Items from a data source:
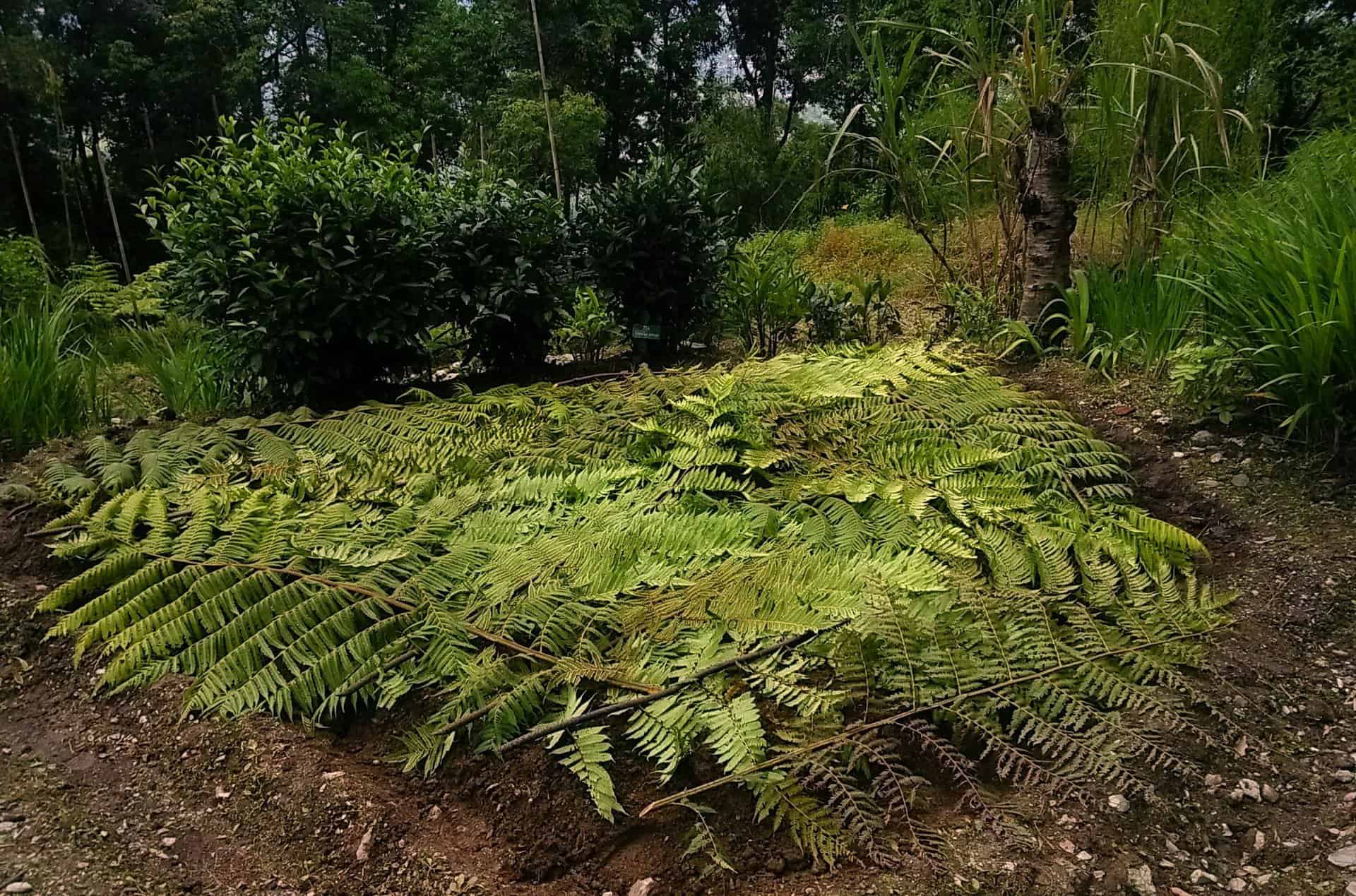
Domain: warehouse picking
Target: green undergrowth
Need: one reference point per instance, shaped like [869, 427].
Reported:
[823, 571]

---

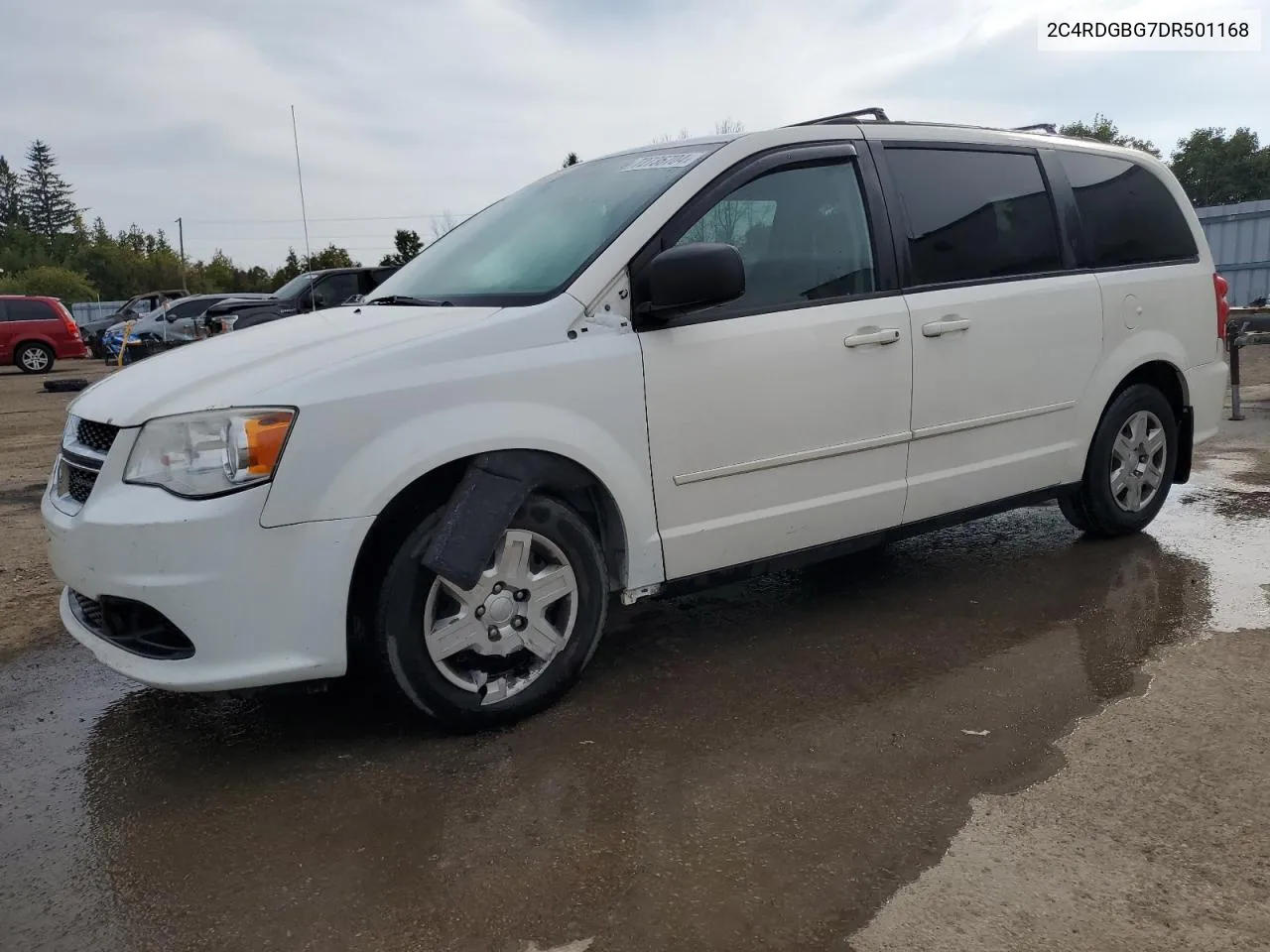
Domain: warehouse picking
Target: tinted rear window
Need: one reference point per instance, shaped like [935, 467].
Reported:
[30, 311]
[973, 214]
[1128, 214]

- [Task objective] Select every line in the entries above that contains the word "Need", and copy each one.

- [Answer for this exercise]
Need: one reference point per instance, shaped like [869, 427].
Need: one reference point per instance, shaped like [935, 467].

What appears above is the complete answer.